Search the material for "below" and show all lines that contain it.
Provided material START
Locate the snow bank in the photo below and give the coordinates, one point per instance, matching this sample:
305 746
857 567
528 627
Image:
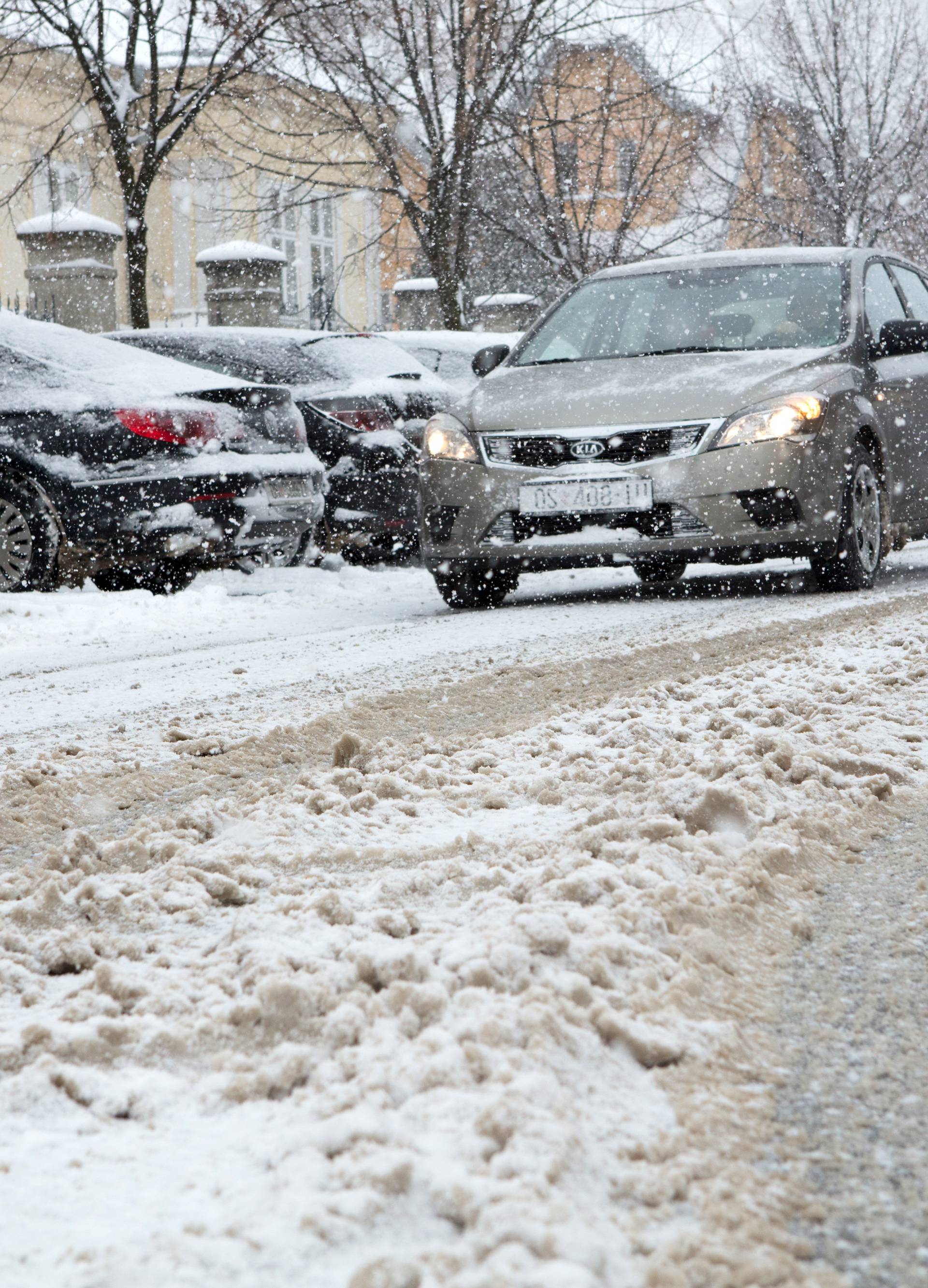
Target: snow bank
395 1022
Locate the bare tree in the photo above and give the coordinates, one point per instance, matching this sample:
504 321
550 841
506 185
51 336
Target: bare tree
601 154
147 70
834 141
422 84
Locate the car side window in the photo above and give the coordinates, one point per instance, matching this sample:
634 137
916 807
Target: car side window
881 301
915 291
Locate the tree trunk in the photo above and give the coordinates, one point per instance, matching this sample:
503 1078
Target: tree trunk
137 268
450 302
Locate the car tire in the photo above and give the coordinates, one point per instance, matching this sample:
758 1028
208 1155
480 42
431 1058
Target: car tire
29 539
160 577
475 585
856 561
659 570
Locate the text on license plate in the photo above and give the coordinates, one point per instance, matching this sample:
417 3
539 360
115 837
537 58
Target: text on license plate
288 487
586 496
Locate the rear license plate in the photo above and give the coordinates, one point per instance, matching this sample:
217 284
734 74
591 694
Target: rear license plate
586 496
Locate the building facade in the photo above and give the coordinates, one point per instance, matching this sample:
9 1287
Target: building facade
221 183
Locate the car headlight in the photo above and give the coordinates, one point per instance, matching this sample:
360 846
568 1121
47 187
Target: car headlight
797 418
447 437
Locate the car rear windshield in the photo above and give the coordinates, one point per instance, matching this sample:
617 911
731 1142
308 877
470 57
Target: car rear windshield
263 362
695 311
284 361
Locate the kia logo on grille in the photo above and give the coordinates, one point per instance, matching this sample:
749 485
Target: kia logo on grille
587 450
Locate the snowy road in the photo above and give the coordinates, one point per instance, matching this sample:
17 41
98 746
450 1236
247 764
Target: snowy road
79 662
854 1026
355 943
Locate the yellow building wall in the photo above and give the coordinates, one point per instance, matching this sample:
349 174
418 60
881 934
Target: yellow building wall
37 101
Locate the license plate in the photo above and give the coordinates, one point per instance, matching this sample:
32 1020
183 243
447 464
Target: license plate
586 496
287 488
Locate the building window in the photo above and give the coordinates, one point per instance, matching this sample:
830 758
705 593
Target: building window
321 285
61 186
284 236
566 165
627 164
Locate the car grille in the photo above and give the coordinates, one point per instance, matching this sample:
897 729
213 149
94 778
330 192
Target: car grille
618 447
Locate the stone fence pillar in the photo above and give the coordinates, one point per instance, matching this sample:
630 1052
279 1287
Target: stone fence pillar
417 304
243 284
70 268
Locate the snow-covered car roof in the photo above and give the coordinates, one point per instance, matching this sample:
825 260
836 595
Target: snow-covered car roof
306 361
451 342
733 258
60 369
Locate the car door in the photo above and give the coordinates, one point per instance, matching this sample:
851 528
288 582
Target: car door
882 304
914 396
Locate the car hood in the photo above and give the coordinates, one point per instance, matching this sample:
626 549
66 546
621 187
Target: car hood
646 391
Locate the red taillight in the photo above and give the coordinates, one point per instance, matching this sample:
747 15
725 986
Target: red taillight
171 427
365 418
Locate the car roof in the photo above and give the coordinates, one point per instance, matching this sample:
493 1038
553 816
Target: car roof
80 370
246 333
754 256
451 342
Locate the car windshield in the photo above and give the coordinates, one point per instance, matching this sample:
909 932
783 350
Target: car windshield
695 311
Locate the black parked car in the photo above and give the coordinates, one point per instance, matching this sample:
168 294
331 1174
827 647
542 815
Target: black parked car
364 402
137 471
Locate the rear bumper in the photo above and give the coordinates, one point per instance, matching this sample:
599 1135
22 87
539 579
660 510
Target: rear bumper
209 519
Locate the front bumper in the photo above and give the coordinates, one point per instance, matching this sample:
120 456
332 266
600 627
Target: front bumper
737 504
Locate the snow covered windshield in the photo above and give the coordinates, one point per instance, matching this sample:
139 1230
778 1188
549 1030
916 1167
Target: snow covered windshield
693 311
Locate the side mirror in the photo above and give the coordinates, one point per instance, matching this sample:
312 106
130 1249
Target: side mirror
900 338
486 360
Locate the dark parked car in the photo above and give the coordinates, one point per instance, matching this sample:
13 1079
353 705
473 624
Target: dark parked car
364 402
137 471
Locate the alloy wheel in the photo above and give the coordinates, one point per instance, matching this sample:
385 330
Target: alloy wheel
16 545
865 517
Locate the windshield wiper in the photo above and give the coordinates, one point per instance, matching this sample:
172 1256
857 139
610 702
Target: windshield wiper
683 348
546 362
644 353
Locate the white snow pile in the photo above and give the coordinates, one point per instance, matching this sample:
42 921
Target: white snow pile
395 1023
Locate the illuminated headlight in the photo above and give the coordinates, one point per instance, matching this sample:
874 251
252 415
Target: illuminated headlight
797 418
447 437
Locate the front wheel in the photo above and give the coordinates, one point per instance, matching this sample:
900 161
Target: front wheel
860 545
659 570
475 585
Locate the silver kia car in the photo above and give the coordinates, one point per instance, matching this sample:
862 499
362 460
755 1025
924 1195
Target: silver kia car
731 407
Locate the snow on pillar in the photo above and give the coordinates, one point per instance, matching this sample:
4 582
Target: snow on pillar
243 284
70 268
417 304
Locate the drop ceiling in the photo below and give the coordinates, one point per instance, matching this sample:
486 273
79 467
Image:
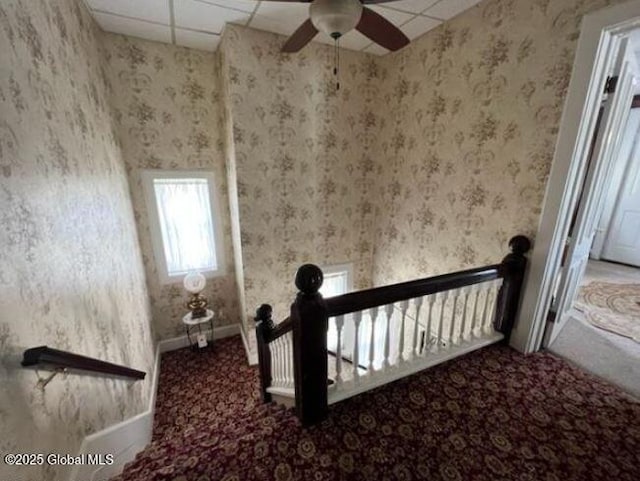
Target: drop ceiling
198 23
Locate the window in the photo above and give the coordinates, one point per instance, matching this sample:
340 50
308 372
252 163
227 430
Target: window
184 222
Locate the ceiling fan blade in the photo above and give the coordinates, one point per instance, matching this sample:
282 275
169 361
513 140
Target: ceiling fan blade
380 30
309 1
300 37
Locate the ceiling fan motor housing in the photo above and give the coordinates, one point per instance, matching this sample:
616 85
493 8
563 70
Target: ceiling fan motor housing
335 17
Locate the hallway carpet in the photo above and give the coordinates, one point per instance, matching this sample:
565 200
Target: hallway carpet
491 415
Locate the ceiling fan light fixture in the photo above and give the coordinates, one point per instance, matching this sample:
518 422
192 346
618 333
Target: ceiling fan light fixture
335 17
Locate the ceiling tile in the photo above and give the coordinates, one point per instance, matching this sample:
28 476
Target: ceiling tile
411 6
197 40
446 9
376 49
352 40
286 11
272 25
197 15
150 10
419 25
394 16
244 5
133 28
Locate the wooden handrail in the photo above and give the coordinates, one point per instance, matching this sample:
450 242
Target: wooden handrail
380 296
49 358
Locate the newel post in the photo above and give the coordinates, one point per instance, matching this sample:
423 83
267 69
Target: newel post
264 326
512 269
310 322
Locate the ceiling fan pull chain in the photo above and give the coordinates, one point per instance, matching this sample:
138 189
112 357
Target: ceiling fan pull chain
336 59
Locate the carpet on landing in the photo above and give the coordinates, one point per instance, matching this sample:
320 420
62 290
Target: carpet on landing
491 415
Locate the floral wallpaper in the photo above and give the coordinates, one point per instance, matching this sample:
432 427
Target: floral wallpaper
303 160
168 110
472 114
71 273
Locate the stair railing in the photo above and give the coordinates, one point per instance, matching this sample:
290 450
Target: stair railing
399 329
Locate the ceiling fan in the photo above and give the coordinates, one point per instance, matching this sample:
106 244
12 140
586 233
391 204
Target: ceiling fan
337 17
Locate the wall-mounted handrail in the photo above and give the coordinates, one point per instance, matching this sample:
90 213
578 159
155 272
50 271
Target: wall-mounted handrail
49 358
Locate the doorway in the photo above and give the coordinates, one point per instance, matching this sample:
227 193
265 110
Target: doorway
602 331
598 56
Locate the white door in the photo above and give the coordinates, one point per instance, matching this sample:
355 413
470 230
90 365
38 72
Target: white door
614 118
623 239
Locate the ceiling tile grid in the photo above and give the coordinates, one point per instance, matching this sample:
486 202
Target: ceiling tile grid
199 23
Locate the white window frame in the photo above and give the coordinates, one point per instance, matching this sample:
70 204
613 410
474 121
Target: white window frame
339 268
147 177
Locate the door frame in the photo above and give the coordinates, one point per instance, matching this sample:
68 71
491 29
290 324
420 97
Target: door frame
592 63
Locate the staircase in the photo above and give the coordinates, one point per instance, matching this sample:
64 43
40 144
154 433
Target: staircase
388 332
222 423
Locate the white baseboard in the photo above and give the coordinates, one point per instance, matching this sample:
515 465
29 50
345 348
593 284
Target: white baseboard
252 357
127 438
122 440
180 342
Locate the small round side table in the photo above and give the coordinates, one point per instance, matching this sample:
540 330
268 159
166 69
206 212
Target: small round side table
191 324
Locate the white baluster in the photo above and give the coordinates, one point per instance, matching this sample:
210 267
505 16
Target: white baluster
388 310
443 300
474 319
463 327
427 337
485 308
281 360
289 358
492 311
274 363
357 318
404 305
415 343
416 340
452 324
373 314
339 325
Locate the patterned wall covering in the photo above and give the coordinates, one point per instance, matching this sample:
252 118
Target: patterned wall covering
71 273
304 160
169 113
467 145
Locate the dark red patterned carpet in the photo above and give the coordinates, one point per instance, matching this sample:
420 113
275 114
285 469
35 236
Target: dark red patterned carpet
491 415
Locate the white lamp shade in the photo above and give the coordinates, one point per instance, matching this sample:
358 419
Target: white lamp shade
194 282
335 17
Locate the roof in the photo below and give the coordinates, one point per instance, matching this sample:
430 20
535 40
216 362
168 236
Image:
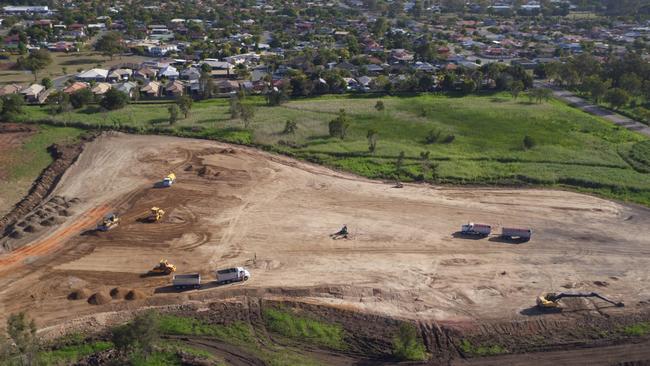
Provided material END
(Written solution)
Locate the snow bank in the photo below and give the coordinates, one point per instance, matching this sample:
Locate the drop ceiling in the photo below and give the coordinates, one point per instance, matching this sample:
Locate the roof in the photo below and give the coordinates, one point per instance, matching this sample:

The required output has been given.